» **Assignment**:
In the material below, count the lines where the word "countertop" appears. Nothing but the number, please.

» **Exercise inputs**:
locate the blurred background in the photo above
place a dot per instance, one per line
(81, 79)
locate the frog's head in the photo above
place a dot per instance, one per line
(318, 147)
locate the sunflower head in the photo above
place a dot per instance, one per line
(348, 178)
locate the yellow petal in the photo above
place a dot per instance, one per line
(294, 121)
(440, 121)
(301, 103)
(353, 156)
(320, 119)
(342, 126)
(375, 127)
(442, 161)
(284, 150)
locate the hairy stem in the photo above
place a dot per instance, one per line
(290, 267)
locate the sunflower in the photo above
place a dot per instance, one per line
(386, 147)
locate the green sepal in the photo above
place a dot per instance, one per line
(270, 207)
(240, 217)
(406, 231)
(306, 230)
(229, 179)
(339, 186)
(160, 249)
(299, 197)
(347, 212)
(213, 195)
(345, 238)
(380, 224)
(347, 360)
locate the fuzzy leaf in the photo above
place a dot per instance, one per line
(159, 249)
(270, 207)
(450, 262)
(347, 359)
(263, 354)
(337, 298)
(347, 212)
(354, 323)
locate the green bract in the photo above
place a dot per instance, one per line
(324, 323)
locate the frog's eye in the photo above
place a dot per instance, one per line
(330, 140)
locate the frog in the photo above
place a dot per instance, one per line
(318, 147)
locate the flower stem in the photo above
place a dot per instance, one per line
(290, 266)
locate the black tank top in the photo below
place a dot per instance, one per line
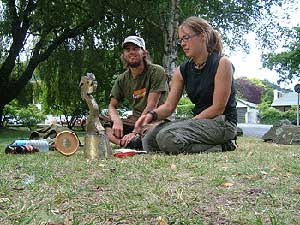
(199, 86)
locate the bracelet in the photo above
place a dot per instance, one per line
(153, 114)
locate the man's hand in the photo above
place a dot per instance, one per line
(142, 121)
(117, 129)
(127, 138)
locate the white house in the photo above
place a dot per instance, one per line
(246, 112)
(284, 101)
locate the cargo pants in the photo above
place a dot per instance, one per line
(189, 135)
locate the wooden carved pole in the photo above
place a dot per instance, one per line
(96, 142)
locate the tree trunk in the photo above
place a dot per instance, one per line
(1, 115)
(170, 39)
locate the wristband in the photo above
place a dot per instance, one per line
(153, 114)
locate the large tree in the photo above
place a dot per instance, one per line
(287, 62)
(36, 28)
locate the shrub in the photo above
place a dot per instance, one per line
(270, 115)
(28, 116)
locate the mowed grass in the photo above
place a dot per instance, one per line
(259, 183)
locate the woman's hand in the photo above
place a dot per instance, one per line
(117, 129)
(127, 138)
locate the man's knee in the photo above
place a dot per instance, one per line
(168, 142)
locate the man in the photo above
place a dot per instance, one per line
(145, 87)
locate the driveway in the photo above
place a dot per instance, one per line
(254, 130)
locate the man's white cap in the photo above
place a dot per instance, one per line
(135, 40)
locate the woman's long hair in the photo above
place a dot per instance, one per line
(199, 25)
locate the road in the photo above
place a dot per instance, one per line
(254, 130)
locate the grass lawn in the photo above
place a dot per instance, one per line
(259, 183)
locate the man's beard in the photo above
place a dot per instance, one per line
(135, 64)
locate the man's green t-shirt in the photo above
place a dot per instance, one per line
(137, 89)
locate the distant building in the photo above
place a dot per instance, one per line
(284, 101)
(246, 112)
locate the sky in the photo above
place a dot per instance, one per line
(250, 65)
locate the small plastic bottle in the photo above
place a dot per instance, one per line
(41, 145)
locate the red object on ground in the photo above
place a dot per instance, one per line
(124, 154)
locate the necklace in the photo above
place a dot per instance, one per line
(200, 66)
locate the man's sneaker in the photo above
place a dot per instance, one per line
(136, 143)
(229, 146)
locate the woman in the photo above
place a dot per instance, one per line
(207, 78)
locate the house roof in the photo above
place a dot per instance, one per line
(243, 103)
(287, 99)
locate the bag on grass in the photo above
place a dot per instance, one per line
(20, 149)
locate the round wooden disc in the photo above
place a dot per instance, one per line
(66, 142)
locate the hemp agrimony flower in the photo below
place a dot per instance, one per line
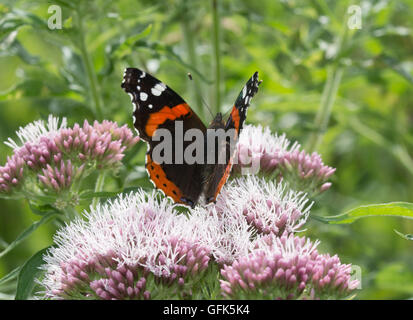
(267, 206)
(260, 151)
(52, 159)
(287, 267)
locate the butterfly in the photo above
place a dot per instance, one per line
(156, 106)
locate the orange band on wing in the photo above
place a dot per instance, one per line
(166, 113)
(235, 117)
(158, 176)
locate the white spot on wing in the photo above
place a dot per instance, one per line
(158, 89)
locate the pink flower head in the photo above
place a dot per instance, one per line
(53, 156)
(124, 250)
(286, 267)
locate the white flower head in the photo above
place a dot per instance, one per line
(227, 234)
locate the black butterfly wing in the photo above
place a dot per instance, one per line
(233, 126)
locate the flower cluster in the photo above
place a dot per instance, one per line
(260, 151)
(287, 267)
(127, 249)
(51, 157)
(139, 247)
(267, 206)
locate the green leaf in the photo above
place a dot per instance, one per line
(126, 47)
(393, 209)
(90, 194)
(40, 209)
(10, 276)
(405, 236)
(26, 233)
(27, 275)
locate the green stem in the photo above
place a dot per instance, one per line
(324, 112)
(190, 47)
(99, 187)
(87, 61)
(217, 63)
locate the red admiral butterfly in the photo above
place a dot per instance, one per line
(156, 106)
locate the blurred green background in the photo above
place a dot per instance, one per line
(346, 93)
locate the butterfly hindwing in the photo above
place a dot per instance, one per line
(156, 106)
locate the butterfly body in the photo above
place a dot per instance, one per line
(156, 107)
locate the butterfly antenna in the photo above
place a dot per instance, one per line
(202, 98)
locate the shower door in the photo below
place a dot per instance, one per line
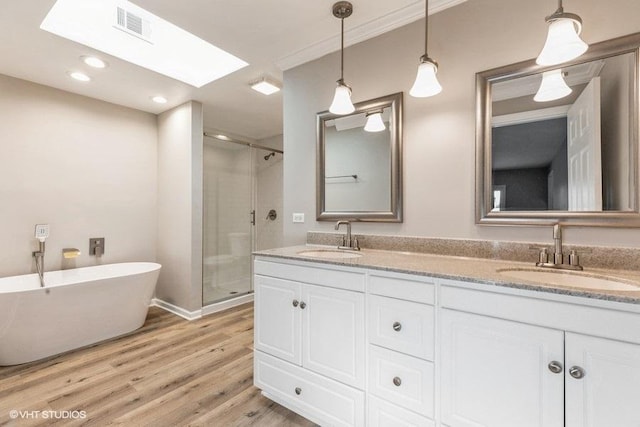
(228, 219)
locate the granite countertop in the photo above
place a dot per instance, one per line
(476, 270)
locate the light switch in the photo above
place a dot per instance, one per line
(42, 231)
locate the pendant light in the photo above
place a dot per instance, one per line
(563, 39)
(552, 87)
(426, 83)
(342, 99)
(374, 122)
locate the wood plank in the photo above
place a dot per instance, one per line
(170, 372)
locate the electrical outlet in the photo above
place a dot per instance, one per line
(42, 231)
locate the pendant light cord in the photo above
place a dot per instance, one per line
(426, 27)
(342, 49)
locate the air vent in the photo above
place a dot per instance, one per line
(133, 24)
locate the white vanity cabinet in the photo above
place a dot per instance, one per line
(310, 340)
(347, 346)
(509, 359)
(401, 337)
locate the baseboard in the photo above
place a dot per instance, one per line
(223, 305)
(179, 311)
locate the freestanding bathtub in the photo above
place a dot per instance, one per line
(75, 308)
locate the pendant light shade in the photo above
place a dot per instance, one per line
(552, 87)
(342, 98)
(374, 122)
(563, 38)
(426, 83)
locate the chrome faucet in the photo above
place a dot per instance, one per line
(347, 241)
(558, 254)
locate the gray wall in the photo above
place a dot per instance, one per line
(617, 99)
(85, 167)
(439, 132)
(180, 206)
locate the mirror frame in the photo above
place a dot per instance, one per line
(484, 216)
(394, 101)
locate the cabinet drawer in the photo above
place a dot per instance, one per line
(401, 325)
(384, 414)
(324, 275)
(401, 379)
(402, 286)
(322, 400)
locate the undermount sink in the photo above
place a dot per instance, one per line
(570, 278)
(329, 253)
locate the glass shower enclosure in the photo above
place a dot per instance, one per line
(229, 208)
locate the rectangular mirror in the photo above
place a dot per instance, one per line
(359, 174)
(560, 143)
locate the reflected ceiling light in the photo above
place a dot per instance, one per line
(159, 99)
(374, 122)
(342, 99)
(77, 75)
(426, 83)
(93, 61)
(552, 87)
(563, 39)
(265, 86)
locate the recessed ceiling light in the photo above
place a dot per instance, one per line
(81, 77)
(93, 61)
(129, 32)
(265, 86)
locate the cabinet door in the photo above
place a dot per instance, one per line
(333, 333)
(609, 392)
(278, 318)
(495, 373)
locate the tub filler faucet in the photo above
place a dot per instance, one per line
(42, 232)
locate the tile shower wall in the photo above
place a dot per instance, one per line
(439, 132)
(86, 167)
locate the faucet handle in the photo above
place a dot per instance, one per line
(543, 256)
(354, 244)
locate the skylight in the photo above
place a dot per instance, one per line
(124, 30)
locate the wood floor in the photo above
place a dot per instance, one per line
(171, 372)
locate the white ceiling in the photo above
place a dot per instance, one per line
(271, 35)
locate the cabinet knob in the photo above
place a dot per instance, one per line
(577, 372)
(555, 367)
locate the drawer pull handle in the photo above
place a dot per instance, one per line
(555, 367)
(577, 372)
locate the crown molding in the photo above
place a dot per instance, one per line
(365, 31)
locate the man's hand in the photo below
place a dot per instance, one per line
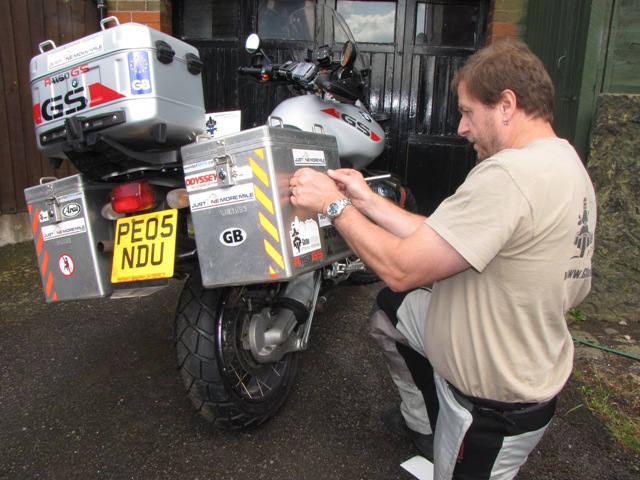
(313, 190)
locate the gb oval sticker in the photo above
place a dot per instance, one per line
(71, 210)
(232, 237)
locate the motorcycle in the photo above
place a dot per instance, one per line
(237, 346)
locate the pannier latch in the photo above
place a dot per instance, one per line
(224, 171)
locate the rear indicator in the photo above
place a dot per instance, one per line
(132, 197)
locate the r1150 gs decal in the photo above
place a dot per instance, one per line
(361, 127)
(73, 101)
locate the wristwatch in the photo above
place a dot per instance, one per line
(335, 208)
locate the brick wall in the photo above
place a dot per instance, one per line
(507, 19)
(153, 13)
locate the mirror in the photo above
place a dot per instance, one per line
(252, 44)
(348, 55)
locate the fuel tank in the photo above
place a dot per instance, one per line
(360, 138)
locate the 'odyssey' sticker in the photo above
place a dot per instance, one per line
(308, 157)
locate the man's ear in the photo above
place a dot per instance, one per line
(508, 103)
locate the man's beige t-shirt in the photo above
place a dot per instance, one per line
(525, 221)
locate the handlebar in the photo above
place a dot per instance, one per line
(250, 70)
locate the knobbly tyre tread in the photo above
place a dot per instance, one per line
(195, 340)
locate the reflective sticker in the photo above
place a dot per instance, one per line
(66, 265)
(305, 236)
(71, 210)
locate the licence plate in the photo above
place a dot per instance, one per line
(144, 247)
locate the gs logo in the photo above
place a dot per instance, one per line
(232, 237)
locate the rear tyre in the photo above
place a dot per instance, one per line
(224, 382)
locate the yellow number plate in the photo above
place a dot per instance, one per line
(144, 247)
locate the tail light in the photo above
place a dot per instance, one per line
(132, 197)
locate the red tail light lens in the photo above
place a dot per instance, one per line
(132, 197)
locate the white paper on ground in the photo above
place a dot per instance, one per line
(419, 467)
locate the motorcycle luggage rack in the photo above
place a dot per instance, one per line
(101, 158)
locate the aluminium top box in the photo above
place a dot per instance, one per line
(246, 229)
(131, 83)
(67, 228)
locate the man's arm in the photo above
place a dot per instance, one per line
(403, 250)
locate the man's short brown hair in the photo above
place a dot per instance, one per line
(508, 64)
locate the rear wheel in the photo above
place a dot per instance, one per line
(224, 382)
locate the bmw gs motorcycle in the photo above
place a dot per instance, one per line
(237, 346)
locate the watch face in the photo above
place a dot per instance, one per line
(332, 210)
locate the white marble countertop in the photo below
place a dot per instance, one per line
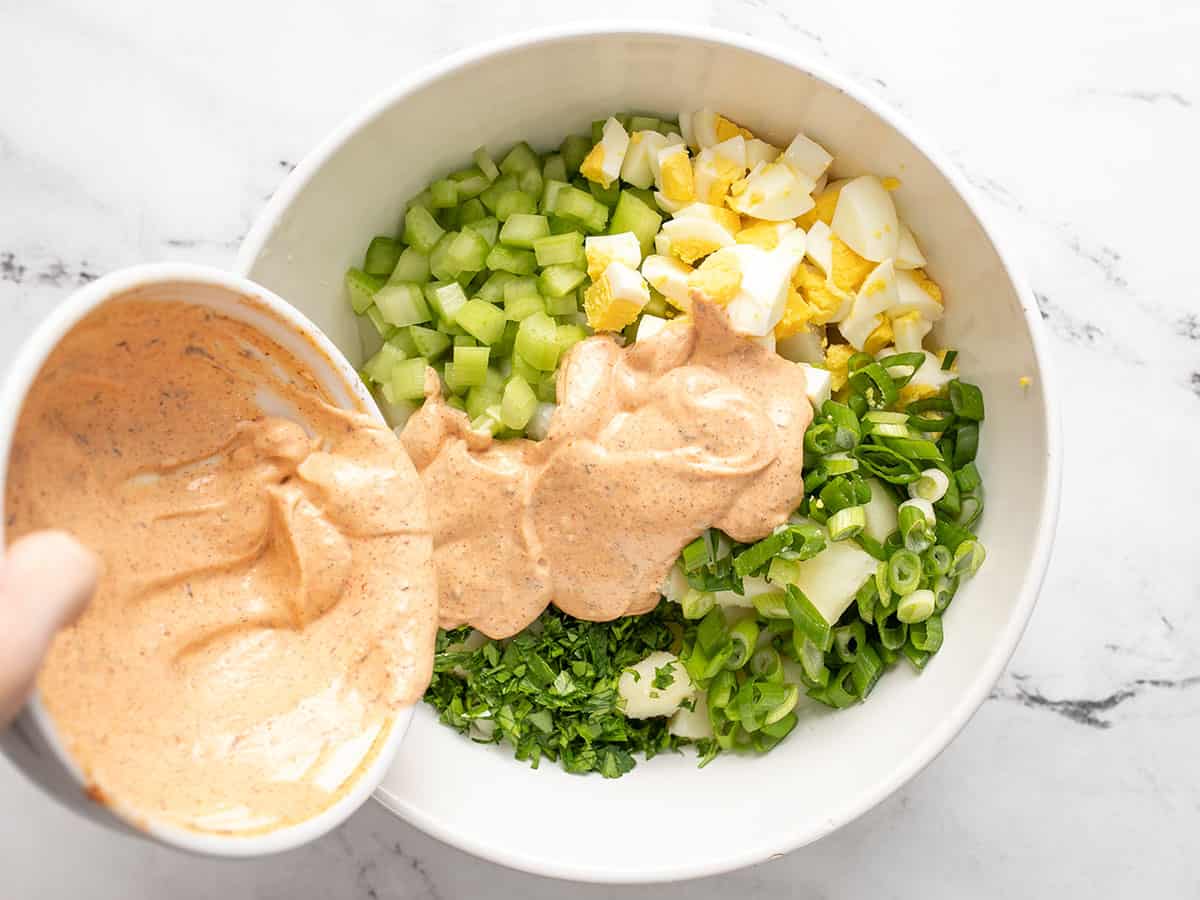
(143, 130)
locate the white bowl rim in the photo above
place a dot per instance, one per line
(1006, 643)
(19, 378)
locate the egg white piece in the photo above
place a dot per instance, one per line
(912, 298)
(641, 699)
(909, 255)
(910, 331)
(877, 295)
(803, 347)
(808, 157)
(865, 219)
(774, 193)
(613, 144)
(882, 517)
(820, 247)
(637, 167)
(832, 577)
(817, 384)
(762, 298)
(669, 276)
(760, 151)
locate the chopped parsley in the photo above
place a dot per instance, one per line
(551, 691)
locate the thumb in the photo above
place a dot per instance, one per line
(46, 580)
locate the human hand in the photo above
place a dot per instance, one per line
(46, 580)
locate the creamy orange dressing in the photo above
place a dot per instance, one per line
(651, 445)
(268, 601)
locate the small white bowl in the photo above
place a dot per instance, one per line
(33, 743)
(667, 820)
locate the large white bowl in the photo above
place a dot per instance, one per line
(667, 820)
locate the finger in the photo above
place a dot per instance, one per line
(46, 580)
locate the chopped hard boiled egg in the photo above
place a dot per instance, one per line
(877, 294)
(865, 219)
(616, 298)
(760, 151)
(775, 192)
(817, 384)
(669, 276)
(808, 157)
(639, 166)
(603, 165)
(676, 180)
(601, 250)
(807, 346)
(691, 237)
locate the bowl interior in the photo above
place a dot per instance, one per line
(667, 819)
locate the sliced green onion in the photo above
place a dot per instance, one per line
(904, 571)
(916, 606)
(745, 637)
(969, 557)
(697, 604)
(966, 400)
(931, 485)
(927, 635)
(847, 522)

» **Response to this exercise**:
2